→ **To-do item**:
Pull out every line in the records below that contains the word "image", and copy each one in full.

:::

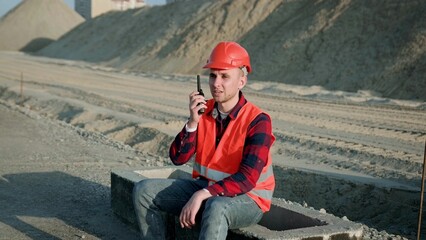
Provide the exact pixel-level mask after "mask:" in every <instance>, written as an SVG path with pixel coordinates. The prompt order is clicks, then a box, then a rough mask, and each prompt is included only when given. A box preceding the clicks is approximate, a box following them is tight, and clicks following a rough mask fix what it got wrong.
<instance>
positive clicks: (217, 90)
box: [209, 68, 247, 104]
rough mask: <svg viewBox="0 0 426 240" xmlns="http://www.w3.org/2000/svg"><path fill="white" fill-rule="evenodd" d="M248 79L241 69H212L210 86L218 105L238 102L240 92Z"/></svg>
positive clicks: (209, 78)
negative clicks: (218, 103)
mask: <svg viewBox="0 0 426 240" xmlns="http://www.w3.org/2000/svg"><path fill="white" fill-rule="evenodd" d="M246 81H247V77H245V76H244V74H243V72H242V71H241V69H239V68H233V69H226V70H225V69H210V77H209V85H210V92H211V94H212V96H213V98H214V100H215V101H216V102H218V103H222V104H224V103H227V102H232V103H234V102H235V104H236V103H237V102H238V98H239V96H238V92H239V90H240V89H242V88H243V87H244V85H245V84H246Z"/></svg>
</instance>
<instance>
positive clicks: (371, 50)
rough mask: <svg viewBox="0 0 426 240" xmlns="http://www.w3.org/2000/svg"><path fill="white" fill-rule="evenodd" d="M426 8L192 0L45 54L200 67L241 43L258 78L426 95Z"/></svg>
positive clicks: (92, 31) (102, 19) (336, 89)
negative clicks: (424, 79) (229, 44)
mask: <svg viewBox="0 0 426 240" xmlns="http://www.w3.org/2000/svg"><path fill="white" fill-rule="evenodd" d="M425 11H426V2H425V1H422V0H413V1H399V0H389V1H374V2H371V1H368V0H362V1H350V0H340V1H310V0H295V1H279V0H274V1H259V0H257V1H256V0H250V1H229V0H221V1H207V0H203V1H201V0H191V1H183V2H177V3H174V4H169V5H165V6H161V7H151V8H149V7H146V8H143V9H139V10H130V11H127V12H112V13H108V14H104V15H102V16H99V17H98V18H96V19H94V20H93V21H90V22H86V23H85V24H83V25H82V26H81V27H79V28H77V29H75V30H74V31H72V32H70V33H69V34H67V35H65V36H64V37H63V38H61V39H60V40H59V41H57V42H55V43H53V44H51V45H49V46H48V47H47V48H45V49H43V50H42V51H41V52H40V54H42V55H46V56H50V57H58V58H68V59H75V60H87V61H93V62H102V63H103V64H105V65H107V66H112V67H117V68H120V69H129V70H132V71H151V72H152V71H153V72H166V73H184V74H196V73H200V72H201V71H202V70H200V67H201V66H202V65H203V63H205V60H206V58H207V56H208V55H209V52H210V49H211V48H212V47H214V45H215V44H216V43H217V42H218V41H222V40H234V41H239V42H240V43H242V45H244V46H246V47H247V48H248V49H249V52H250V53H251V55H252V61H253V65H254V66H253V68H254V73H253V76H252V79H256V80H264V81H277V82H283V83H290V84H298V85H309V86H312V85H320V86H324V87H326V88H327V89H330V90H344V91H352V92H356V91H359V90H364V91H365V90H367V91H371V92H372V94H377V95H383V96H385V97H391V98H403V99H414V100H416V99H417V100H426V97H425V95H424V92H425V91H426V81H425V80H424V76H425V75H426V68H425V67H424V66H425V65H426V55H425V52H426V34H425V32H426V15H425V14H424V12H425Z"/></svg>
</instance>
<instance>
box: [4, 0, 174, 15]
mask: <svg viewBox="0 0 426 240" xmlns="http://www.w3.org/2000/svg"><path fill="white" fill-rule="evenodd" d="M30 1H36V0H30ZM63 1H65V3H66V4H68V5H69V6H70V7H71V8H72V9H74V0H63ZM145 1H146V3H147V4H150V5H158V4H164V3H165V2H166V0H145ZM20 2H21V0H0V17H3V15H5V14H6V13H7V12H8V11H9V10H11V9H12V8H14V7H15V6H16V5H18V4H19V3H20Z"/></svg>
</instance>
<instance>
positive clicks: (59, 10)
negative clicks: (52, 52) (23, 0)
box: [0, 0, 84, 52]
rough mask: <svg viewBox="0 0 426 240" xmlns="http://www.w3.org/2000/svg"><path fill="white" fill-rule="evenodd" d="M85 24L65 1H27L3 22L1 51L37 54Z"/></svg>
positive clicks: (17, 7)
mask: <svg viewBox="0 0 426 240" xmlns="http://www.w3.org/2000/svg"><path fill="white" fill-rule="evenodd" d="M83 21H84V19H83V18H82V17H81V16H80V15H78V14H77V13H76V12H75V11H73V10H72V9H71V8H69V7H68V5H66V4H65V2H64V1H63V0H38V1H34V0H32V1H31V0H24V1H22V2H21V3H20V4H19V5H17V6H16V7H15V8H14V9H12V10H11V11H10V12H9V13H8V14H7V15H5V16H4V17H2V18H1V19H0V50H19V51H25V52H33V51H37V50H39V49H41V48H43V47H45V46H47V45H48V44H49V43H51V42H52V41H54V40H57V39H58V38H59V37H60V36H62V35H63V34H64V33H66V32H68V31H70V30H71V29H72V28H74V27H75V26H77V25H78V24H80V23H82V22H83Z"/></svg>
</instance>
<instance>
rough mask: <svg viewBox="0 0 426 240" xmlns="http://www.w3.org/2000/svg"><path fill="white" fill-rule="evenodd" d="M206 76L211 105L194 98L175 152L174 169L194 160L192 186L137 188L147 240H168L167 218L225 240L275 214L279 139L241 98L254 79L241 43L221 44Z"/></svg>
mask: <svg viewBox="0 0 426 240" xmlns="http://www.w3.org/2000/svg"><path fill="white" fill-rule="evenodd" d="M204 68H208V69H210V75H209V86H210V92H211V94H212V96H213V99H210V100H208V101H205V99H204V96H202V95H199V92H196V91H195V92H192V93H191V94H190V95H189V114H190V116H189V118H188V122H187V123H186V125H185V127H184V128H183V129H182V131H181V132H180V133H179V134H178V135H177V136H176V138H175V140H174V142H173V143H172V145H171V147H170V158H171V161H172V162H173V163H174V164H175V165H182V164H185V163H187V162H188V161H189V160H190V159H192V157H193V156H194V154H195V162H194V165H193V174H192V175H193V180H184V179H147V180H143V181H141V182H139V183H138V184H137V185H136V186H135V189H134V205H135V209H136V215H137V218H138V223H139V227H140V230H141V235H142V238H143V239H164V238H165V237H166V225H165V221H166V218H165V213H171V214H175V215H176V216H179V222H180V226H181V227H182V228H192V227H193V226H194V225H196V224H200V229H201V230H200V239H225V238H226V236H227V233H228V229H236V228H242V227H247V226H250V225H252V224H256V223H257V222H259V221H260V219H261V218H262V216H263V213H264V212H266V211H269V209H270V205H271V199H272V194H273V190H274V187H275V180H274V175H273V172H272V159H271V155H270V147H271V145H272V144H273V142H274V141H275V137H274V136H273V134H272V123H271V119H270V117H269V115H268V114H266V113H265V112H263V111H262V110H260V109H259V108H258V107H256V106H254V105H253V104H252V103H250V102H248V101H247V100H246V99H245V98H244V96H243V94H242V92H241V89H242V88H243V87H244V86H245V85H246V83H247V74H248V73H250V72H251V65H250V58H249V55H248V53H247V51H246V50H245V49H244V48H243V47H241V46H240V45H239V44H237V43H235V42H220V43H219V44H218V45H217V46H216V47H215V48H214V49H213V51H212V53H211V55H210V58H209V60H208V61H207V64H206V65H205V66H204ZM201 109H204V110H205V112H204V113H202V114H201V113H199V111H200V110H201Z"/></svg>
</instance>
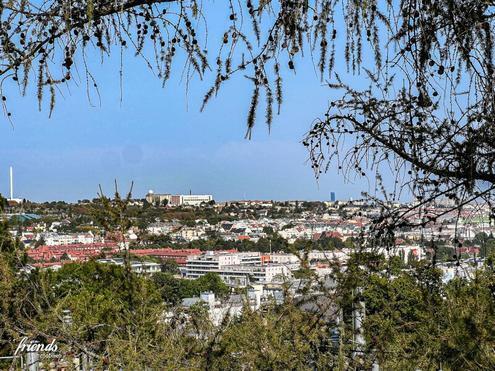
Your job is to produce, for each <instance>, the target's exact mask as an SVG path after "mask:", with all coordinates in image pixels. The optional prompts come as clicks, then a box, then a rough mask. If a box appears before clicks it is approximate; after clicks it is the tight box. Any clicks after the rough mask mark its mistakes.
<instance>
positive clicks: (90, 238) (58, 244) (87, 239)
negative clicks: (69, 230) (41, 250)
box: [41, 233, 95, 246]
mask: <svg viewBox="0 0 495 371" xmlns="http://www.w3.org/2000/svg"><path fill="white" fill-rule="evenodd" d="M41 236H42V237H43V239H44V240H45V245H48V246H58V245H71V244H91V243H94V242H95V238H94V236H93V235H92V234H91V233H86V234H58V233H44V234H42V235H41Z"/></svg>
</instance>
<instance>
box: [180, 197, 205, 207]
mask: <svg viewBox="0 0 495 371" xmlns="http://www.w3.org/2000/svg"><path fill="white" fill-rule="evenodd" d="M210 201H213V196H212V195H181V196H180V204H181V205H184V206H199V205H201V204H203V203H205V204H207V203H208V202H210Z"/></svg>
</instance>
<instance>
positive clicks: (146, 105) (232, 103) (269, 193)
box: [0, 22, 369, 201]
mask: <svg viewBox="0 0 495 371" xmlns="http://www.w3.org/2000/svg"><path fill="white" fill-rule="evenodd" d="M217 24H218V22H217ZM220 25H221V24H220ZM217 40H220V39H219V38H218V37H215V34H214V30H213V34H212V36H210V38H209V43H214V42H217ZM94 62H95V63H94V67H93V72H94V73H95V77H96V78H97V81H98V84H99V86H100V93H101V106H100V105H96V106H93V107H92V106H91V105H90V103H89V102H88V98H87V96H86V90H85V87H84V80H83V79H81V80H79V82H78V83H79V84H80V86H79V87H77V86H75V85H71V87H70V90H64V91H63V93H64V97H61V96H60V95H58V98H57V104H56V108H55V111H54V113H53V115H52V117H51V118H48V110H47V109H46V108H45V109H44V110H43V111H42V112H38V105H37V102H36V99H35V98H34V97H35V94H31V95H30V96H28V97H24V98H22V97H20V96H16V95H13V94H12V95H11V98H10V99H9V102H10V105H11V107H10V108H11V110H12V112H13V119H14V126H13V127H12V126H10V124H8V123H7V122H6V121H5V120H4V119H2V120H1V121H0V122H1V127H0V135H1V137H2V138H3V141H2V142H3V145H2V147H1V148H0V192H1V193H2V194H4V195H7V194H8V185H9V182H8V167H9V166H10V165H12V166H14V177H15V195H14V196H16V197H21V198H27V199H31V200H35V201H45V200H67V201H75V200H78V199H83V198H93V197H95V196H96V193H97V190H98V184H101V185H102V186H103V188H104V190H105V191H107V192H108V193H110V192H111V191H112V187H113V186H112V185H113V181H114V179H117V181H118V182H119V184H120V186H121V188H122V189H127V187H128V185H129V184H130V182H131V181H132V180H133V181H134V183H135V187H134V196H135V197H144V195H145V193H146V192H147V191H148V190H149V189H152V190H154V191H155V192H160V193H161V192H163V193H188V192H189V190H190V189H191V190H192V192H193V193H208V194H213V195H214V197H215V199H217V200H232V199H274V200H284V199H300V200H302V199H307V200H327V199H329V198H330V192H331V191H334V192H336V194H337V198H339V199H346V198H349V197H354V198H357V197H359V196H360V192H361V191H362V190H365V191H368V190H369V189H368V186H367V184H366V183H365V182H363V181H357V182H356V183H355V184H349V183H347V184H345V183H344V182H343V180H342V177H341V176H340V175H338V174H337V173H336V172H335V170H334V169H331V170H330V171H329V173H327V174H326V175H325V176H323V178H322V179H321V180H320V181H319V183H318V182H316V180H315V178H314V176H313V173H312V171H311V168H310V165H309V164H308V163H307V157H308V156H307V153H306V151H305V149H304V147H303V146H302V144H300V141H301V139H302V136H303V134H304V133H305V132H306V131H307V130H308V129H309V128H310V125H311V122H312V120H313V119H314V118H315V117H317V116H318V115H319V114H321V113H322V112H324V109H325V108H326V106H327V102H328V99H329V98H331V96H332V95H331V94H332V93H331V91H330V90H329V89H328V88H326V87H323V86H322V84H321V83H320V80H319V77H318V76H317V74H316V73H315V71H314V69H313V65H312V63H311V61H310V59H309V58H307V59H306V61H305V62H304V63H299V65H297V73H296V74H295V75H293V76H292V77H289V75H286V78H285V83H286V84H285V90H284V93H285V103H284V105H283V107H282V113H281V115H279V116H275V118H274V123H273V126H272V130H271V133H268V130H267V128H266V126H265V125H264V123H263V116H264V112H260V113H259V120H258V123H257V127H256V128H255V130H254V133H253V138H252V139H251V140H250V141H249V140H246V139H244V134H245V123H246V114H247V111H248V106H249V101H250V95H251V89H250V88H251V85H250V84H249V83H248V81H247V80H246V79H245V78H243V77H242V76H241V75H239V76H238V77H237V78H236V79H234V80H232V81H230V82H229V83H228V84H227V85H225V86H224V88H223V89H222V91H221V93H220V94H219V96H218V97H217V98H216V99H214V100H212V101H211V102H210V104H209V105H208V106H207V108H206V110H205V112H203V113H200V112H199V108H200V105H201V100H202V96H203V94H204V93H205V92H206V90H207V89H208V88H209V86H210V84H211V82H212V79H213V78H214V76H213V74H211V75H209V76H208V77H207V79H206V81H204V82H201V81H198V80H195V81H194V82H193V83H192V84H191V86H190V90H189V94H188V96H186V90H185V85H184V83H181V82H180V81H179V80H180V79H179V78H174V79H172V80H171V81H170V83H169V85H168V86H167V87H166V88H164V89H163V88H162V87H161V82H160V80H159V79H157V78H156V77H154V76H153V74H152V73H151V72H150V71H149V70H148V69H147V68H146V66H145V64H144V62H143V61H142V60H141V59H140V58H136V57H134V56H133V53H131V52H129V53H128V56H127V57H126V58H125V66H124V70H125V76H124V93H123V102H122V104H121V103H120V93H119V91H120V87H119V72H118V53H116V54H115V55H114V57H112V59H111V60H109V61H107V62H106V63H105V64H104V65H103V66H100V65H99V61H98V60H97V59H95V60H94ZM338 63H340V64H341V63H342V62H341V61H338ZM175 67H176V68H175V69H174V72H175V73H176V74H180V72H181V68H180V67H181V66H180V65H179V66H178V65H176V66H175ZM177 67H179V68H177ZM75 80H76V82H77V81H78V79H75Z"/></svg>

:::

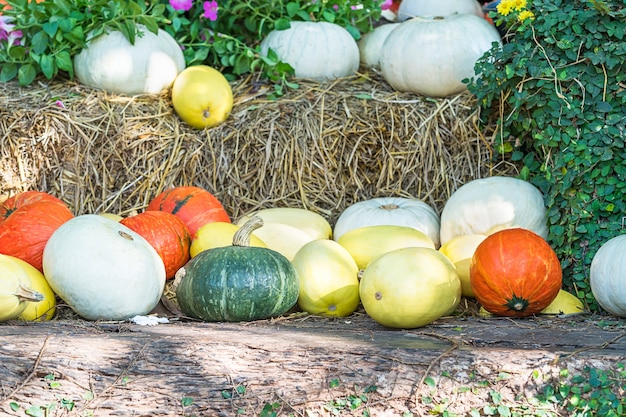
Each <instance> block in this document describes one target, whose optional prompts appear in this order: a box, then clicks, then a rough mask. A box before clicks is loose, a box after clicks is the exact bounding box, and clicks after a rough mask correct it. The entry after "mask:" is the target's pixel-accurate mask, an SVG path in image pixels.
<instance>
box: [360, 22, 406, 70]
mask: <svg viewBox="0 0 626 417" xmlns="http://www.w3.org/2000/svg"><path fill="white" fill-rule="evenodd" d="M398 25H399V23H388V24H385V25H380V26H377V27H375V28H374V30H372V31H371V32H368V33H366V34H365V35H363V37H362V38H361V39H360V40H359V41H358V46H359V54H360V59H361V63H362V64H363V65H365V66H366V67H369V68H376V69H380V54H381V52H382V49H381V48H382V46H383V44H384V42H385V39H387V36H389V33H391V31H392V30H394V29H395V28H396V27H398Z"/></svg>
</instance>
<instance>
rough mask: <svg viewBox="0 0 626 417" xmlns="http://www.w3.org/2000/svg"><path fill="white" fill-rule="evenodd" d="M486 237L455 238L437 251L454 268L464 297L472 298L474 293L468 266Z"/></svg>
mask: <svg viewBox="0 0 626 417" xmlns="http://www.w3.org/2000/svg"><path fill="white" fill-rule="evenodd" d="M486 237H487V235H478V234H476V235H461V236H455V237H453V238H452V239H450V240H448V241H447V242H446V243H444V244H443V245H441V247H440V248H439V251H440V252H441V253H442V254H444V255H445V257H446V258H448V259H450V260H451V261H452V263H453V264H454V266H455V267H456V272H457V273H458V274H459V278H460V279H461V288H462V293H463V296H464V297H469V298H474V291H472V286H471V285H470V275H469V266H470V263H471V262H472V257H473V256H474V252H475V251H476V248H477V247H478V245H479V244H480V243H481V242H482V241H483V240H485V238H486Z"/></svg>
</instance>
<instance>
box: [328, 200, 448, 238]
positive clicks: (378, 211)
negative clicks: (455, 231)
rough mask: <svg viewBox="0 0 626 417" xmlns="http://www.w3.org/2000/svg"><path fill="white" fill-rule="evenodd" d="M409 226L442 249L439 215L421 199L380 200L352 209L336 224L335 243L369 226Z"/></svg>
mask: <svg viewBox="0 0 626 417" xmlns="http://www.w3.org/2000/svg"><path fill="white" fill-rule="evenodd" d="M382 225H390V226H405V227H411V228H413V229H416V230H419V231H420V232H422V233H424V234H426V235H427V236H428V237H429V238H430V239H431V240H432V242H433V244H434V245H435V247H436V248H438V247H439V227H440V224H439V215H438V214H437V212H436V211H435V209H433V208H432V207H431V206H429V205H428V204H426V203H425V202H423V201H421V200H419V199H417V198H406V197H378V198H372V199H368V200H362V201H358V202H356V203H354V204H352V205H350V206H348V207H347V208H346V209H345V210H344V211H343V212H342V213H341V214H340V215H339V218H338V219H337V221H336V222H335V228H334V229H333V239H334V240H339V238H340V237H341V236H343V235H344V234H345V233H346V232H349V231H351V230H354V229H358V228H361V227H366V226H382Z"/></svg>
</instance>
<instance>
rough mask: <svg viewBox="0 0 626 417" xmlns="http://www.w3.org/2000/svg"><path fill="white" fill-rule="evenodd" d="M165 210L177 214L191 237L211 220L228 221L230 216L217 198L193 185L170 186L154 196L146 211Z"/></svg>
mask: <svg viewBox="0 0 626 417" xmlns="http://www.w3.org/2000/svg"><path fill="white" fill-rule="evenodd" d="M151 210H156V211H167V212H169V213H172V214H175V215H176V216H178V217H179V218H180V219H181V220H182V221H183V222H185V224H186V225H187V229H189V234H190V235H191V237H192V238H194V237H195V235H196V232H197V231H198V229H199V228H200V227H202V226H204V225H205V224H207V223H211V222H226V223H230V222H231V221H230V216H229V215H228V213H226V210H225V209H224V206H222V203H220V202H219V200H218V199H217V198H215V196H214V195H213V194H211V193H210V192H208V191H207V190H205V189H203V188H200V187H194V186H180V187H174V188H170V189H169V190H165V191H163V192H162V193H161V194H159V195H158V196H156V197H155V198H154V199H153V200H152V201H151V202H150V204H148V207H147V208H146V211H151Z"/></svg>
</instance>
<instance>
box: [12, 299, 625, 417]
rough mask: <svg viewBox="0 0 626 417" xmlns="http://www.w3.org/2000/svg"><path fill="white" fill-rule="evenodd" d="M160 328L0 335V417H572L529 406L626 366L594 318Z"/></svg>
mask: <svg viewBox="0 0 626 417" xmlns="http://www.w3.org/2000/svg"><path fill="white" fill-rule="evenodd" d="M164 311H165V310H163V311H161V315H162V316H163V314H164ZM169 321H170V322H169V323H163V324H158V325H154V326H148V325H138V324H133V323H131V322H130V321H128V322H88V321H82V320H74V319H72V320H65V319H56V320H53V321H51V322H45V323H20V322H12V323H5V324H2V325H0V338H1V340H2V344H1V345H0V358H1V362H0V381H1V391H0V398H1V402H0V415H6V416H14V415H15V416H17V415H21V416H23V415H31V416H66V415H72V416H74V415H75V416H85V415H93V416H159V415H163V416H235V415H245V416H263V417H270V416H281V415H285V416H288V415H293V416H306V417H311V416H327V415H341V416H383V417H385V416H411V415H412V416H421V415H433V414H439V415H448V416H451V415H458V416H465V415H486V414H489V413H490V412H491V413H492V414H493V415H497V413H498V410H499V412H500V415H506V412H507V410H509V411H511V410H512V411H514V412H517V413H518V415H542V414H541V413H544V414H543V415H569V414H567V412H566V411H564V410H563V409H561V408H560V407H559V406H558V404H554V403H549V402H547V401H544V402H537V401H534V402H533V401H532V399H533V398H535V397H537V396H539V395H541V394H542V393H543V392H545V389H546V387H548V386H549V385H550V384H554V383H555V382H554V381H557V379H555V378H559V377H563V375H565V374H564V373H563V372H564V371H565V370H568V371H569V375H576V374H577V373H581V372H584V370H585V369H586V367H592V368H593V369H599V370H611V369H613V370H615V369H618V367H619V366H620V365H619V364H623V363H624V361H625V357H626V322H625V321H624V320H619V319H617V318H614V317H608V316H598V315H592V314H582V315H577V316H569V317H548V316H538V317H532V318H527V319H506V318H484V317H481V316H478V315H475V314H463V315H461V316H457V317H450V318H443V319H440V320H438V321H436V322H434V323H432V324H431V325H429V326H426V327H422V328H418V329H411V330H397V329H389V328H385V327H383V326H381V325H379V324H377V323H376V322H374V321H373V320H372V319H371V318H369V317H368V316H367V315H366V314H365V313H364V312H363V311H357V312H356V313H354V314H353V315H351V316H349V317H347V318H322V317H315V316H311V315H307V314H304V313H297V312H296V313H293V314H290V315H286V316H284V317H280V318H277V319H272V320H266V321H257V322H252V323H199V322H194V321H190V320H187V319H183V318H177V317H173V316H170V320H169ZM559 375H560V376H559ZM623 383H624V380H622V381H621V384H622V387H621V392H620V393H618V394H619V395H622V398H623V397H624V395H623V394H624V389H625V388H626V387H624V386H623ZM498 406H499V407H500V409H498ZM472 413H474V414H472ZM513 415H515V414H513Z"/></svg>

:::

→ **Solution for this task**:
Your job is to produce, for each <instance>, the target's exact mask as an SVG path after "mask:", with all coordinates in image pixels. The optional prompts come as clicks, then a box, then a rough mask. If a box appears before clicks it is approximate; after clicks it is the tight box. Any clicks after the rough mask mark its mistakes.
Each <instance> block in this document describes one target, whose optional prompts appear in this order: a box, then clicks, then a rough mask. A box before clicks is loose, a box after clicks is the exact bounding box, and clicks after a rough mask correct it. The entry after "mask:" is the target's pixel-accurate mask, an SVG path in image pixels.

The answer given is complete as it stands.